**DIRECTIONS:**
Render the lines of the data below as a JSON list of strings, one string per line with blank lines left out, starting with the line that contains "facade in the image above." and going on through the end of the data.

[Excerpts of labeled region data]
══════════════════════════════

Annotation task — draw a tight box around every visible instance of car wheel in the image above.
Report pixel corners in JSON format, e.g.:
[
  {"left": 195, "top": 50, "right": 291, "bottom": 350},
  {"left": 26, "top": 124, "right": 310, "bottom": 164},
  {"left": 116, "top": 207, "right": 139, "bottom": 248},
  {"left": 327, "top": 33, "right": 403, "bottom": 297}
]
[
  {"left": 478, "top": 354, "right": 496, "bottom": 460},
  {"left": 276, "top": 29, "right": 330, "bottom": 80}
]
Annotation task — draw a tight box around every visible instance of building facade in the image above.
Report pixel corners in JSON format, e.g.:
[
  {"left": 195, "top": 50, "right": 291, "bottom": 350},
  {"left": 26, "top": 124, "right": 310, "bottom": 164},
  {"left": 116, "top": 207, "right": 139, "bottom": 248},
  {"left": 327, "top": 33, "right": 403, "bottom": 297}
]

══════════════════════════════

**RESPONSE TO THE TASK:**
[
  "Annotation task — draw a tight box around every visible instance of building facade in the image above.",
  "Report pixel corners in JSON format, e.g.:",
  "[",
  "  {\"left\": 195, \"top\": 50, \"right\": 291, \"bottom\": 350},",
  "  {\"left\": 26, \"top\": 124, \"right\": 310, \"bottom\": 164},",
  "  {\"left\": 116, \"top\": 207, \"right\": 139, \"bottom\": 248},",
  "  {\"left\": 327, \"top\": 33, \"right\": 403, \"bottom\": 297}",
  "]"
]